EXERCISE DIRECTIONS: Your answer should be the records again, unchanged in wording and free of images.

───── EXTRACTED DATA ─────

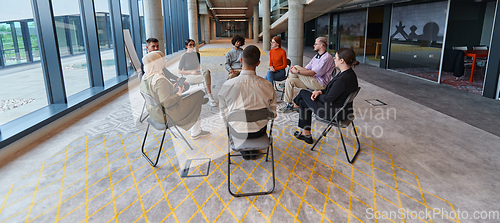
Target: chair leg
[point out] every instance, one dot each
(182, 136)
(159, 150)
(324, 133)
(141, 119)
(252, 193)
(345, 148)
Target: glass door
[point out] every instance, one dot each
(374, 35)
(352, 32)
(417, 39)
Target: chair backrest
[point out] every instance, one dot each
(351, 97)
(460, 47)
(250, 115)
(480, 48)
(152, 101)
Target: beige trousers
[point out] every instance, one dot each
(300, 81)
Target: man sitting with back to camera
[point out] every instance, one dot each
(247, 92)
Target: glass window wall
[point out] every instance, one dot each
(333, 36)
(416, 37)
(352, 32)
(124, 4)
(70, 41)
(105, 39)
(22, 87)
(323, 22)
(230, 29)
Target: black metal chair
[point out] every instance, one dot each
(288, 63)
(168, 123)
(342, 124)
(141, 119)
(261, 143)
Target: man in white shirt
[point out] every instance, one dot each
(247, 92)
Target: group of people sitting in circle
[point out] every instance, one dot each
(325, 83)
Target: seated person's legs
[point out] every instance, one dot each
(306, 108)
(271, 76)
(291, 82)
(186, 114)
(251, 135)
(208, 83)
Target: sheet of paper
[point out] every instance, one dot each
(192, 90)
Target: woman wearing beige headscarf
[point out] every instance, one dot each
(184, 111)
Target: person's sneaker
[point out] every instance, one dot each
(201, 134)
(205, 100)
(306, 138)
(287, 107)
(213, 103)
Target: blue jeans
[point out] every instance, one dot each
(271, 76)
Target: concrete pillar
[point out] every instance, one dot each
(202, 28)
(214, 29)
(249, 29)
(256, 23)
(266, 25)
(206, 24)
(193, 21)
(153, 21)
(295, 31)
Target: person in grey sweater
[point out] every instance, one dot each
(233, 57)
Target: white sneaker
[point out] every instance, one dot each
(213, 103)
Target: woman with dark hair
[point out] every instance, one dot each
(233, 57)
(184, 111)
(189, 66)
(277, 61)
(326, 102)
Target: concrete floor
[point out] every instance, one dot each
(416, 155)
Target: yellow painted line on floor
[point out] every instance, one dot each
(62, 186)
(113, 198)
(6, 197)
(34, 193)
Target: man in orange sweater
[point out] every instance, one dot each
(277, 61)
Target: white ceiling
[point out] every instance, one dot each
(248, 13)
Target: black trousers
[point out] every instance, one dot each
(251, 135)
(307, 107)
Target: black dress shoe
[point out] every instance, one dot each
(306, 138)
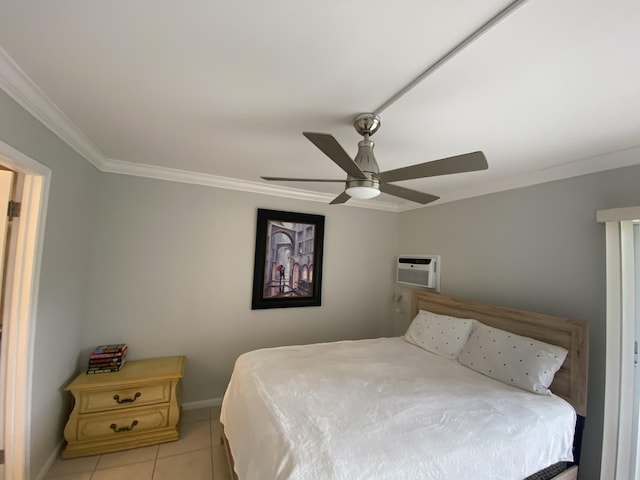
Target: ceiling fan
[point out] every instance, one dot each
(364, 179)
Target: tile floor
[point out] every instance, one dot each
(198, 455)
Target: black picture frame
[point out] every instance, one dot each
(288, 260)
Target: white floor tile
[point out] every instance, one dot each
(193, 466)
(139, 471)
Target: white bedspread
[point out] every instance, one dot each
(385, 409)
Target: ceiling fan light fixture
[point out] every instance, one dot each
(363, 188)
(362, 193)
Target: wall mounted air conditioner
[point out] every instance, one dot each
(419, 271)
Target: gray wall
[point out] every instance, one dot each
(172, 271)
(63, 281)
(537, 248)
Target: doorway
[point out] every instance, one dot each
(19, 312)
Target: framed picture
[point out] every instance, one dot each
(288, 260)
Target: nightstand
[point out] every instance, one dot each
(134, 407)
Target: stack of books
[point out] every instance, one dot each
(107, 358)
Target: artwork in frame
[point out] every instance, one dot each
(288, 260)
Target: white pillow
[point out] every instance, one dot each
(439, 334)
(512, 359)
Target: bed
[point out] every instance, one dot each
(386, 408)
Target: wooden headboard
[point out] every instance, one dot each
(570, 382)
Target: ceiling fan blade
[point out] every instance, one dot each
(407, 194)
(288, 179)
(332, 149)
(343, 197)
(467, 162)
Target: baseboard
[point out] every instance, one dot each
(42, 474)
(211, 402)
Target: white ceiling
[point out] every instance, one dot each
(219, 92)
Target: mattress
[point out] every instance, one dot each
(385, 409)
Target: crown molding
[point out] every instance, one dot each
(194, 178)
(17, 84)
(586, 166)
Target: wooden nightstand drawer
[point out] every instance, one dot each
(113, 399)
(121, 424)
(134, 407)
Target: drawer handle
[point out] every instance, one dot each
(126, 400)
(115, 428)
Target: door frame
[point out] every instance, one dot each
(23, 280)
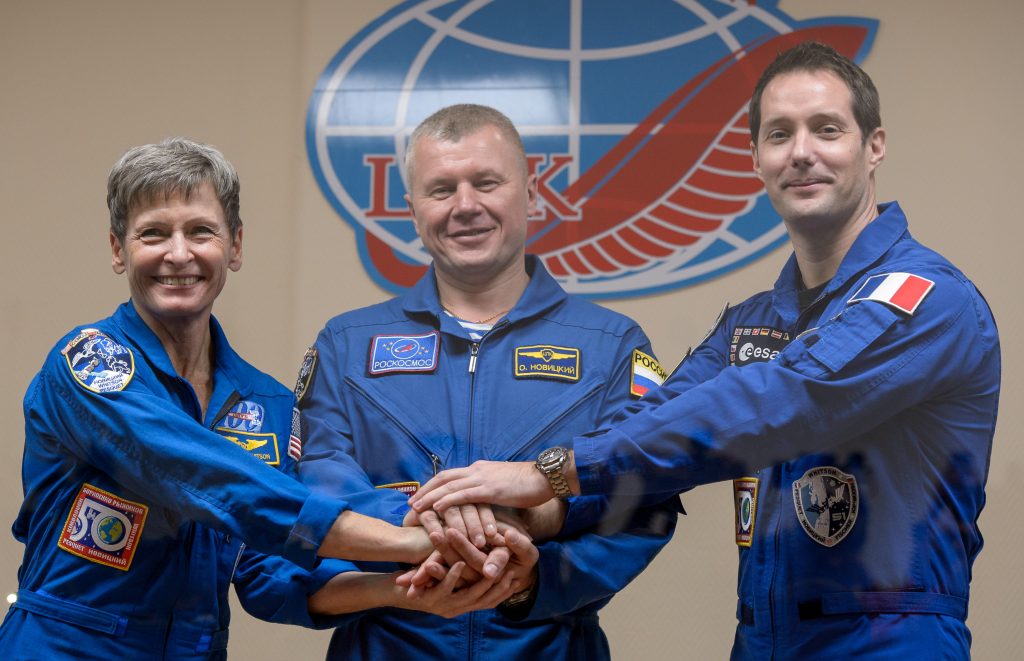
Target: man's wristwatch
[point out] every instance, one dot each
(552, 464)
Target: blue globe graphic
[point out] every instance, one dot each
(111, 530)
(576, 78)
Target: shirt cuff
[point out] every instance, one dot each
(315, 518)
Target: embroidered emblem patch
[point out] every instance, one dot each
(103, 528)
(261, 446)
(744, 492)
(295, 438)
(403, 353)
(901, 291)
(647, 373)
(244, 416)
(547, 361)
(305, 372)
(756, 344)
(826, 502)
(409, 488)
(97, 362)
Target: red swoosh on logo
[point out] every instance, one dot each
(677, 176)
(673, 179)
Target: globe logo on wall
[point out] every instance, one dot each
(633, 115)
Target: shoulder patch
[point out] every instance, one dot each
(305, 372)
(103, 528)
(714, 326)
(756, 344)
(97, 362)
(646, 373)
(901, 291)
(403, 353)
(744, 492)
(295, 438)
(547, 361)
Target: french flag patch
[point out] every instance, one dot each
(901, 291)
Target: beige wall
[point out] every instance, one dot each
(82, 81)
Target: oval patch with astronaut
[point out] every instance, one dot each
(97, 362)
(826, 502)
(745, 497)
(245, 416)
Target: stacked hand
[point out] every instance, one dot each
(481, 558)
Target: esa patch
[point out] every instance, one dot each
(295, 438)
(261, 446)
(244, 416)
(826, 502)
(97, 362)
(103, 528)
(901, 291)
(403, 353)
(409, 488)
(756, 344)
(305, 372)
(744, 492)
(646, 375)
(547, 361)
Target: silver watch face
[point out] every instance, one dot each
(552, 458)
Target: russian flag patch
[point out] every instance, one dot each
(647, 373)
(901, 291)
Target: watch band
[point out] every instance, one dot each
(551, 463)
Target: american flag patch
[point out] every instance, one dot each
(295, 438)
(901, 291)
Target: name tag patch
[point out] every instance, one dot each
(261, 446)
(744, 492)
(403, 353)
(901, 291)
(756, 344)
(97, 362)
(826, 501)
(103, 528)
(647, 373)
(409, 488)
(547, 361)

─────

RESPONSE AREA:
Target: chair leg
[point out] every instance, one dot each
(182, 136)
(159, 150)
(324, 133)
(141, 119)
(252, 193)
(345, 148)
Target: glass door
[point out] every instance, one dot each
(374, 35)
(352, 32)
(417, 39)
Target: chair backrest
[point out] every instance, one dot each
(351, 97)
(460, 47)
(250, 115)
(480, 48)
(152, 101)
Target: beige trousers
[point out] every instance, one dot each
(300, 81)
Target: man sitting with back to camera
[point out] every instance, one dot each
(247, 92)
Target: glass window wall
[point out] every instance, one dot each
(333, 36)
(416, 37)
(352, 32)
(124, 4)
(70, 41)
(105, 39)
(22, 87)
(323, 22)
(230, 29)
Target: black metal chair
[point out] every instance, one dot each
(288, 63)
(168, 123)
(342, 124)
(141, 119)
(261, 143)
Target: man in white shirt
[point out] every instance, one dot each
(247, 92)
Target: group of people sitting in circle
[point out] every instance, one dot each
(325, 83)
Target: seated person's legs
[point out] every instance, one dot each
(306, 108)
(271, 76)
(291, 82)
(186, 114)
(251, 135)
(208, 83)
Target: sheet of paper
[point out] every instance, one dot each
(192, 90)
Target: woman wearing beige headscarf
[point out] every instance, one dot each
(184, 111)
Target: person's sneaker
[point out] every instance, one dot each
(201, 134)
(205, 100)
(306, 138)
(287, 107)
(213, 103)
Target: blue jeans
[point out] every instance, one dot each
(271, 76)
Target: concrete pillar
[point out] every instance, one dot each
(202, 28)
(214, 29)
(249, 29)
(256, 23)
(266, 25)
(206, 24)
(193, 21)
(153, 21)
(295, 31)
Target: person in grey sweater
[point out] every instance, one dot each
(233, 57)
Target: white sneaker
[point out] every instance, one dot each
(213, 103)
Target: woman with dark hair
[point out] every instance, one dot each
(233, 57)
(184, 111)
(189, 66)
(277, 61)
(326, 102)
Target: concrete floor
[point out] every instance, one dot each
(416, 155)
Target: yellow painted line on floor
[point out] every instance, one dot each
(62, 186)
(113, 198)
(6, 197)
(34, 193)
Target: man in orange sweater
[point out] every instance, one dot each
(277, 61)
Target: white ceiling
[point out] every instance, one dot each
(248, 13)
Target: black trousers
[point out] every instance, one dot each
(251, 135)
(307, 107)
Target: black dress shoe
[point out] every instance, one dot each
(306, 138)
Target: ceiling fan
[point out] every instance, one dot each
(364, 179)
Target: tile floor
[point out] every instance, one dot each
(198, 455)
Target: black picture frame
[point out] every instance, one dot each
(288, 260)
Target: white floor tile
[point out] every instance, one dot each
(193, 466)
(139, 471)
Target: white bedspread
[point out] every instance, one dot each
(385, 409)
Target: ceiling fan light fixture
[point out] every instance, one dot each
(363, 188)
(362, 193)
Target: wall mounted air conditioner
[point out] every instance, one dot each
(419, 271)
Target: gray wall
[point out] every instance, one dot each
(172, 271)
(63, 281)
(537, 248)
Target: doorway
[point out] every instance, one dot each
(19, 312)
Target: framed picture
[point out] every instance, one dot each
(288, 260)
Target: nightstand
[point out] every instance, one dot each
(134, 407)
Target: stack of books
[point out] every instance, one dot each
(107, 358)
Target: artwork in frame
[point out] every instance, one dot each
(288, 260)
Target: white pillow
[point out] every instance, one dot each
(439, 334)
(512, 359)
Target: bed
[point out] every instance, one dot each
(386, 408)
Target: wooden headboard
[point out] every instance, one dot each
(570, 382)
Target: ceiling fan blade
[point out] every instance, one dot each
(407, 194)
(288, 179)
(332, 149)
(343, 197)
(467, 162)
Target: baseboard
[point out] every instance, one dot each
(42, 474)
(211, 402)
Target: white ceiling
[point out] every instance, one dot each
(219, 92)
Target: mattress
[point out] every instance, one dot each
(385, 409)
Target: crown molding
[point out] every instance, one dot each
(194, 178)
(17, 84)
(586, 166)
Target: wooden nightstand drawer
[point out] every instance, one dot each
(113, 399)
(121, 424)
(134, 407)
Target: drawer handle
[point out] every instance, one dot each
(126, 400)
(115, 428)
Target: door frame
[point out] every instance, one dot each
(23, 280)
Target: man's wristwatch
[point out] every instance, one dot each
(552, 464)
Target: blue globe graphic
[point out] every instance, one dot each
(111, 530)
(576, 78)
Target: shirt cuff
[point out] every instance, one dot each
(315, 518)
Target: embroidered emblem patch
[point out] every instance, one dot each
(103, 528)
(261, 446)
(744, 492)
(295, 438)
(403, 353)
(901, 291)
(647, 373)
(244, 416)
(547, 361)
(305, 372)
(756, 344)
(826, 502)
(409, 488)
(97, 362)
Target: red swoosh on logo
[point out] every instance, one dot each
(677, 176)
(673, 179)
Target: globe logo on wall
[point out] every instance, one dot each
(633, 115)
Target: shoulder patch
[point out] every instance, one dot each
(305, 372)
(103, 528)
(714, 326)
(756, 344)
(97, 362)
(646, 373)
(901, 291)
(403, 353)
(744, 492)
(295, 438)
(547, 361)
Target: french flag patch
[point out] every instance, one dot each
(901, 291)
Target: beige wall
[point out] every instance, one dot each
(82, 81)
Target: oval patch with astronaut
[point out] every instance, one dot each
(97, 362)
(826, 502)
(745, 497)
(245, 416)
Target: stacked hand
[point out] every instance, one dot each
(481, 558)
Target: esa patch
[point out] every instance, one dot each
(295, 438)
(261, 446)
(244, 416)
(826, 502)
(97, 362)
(103, 528)
(901, 291)
(403, 353)
(409, 488)
(756, 344)
(305, 372)
(744, 492)
(646, 375)
(547, 361)
Target: silver watch face
[point out] every instance, one dot each
(552, 458)
Target: russian flag patch
[point out] every instance, one dot each
(647, 373)
(901, 291)
Target: watch band
[point out] every instance, one dot each
(551, 463)
Target: american flag patch
[point out] every instance, one dot each
(295, 438)
(901, 291)
Target: name tag patch
[point out] every instance, one dot each
(261, 446)
(744, 492)
(403, 353)
(901, 291)
(756, 344)
(97, 362)
(826, 501)
(103, 528)
(647, 373)
(409, 488)
(547, 361)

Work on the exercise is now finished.